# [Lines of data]
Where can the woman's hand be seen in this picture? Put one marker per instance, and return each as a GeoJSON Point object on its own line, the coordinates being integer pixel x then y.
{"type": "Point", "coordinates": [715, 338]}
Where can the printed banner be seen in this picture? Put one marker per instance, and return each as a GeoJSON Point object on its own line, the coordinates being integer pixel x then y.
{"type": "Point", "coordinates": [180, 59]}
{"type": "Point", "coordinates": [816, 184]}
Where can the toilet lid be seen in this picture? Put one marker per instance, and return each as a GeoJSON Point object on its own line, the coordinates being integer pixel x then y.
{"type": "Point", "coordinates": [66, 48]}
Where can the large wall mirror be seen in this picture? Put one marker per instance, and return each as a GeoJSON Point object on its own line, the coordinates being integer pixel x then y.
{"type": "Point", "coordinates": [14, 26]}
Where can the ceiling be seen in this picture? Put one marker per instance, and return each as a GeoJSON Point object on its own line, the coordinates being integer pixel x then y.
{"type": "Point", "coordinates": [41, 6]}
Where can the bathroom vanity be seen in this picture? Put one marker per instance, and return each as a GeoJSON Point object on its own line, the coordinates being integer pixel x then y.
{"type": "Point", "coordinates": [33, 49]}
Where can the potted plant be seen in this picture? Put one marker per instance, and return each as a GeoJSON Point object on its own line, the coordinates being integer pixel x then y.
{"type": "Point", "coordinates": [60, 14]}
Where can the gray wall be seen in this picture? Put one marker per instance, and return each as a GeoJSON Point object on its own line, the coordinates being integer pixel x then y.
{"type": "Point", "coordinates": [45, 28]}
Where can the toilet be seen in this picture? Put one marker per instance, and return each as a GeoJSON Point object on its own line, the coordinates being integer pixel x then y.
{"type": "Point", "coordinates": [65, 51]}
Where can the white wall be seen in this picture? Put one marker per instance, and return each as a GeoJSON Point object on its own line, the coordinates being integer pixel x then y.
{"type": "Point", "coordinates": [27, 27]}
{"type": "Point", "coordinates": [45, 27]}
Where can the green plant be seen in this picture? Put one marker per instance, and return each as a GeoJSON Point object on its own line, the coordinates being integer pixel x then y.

# [Instructions to follow]
Copy all of the records above, swapping "marker" for "pin" and leaving everything else as it is.

# [Expected answer]
Where can the woman's hand be seen in this picture? Put one pin per instance, and return each as a GeoJSON Point object on its own line, the coordinates being integer pixel x then y.
{"type": "Point", "coordinates": [715, 338]}
Where can the printed banner be seen in this picture? Put one pin per instance, and return each as a GeoJSON Point object on its own line, the coordinates being integer pixel x then y.
{"type": "Point", "coordinates": [180, 59]}
{"type": "Point", "coordinates": [816, 184]}
Where can the toilet lid be seen in this picture? Put one pin per instance, and return each as a GeoJSON Point object on its own line, the coordinates being integer pixel x then y.
{"type": "Point", "coordinates": [66, 48]}
Where can the large wall mirror be seen in this picture? Put one pin per instance, and return each as a GeoJSON Point object on its own line, the coordinates being integer pixel x then y.
{"type": "Point", "coordinates": [14, 26]}
Where can the ceiling be seen in this picture? Put one pin per instance, and return each as a GeoJSON Point object on its own line, the coordinates being integer pixel x then y.
{"type": "Point", "coordinates": [41, 6]}
Where can the bathroom vanity be seen in this picture? Put one pin per instance, and return each as a GeoJSON Point object on its own line, the coordinates being integer pixel x then y.
{"type": "Point", "coordinates": [33, 49]}
Where can the potted plant be seen in this picture? Put one pin per instance, and return each as a GeoJSON Point object on its own line, the coordinates being integer pixel x then y.
{"type": "Point", "coordinates": [60, 14]}
Where can the gray wall be seen in this picture? Put one pin per instance, and return each as a GeoJSON Point object on its own line, the coordinates being integer pixel x then y.
{"type": "Point", "coordinates": [45, 28]}
Where can the toilet be seen in this picture? Put one pin per instance, and return each as a GeoJSON Point object on its own line, the coordinates being integer pixel x then y.
{"type": "Point", "coordinates": [65, 51]}
Where can the white wall be seen in this picture? Put one pin per instance, and return each as a GeoJSON Point object on its own line, the coordinates being integer pixel x then y.
{"type": "Point", "coordinates": [27, 27]}
{"type": "Point", "coordinates": [45, 27]}
Where can the green plant be seen in this picture? Put one pin per instance, and return each as a GeoJSON Point object on its own line, the coordinates being integer pixel x then y.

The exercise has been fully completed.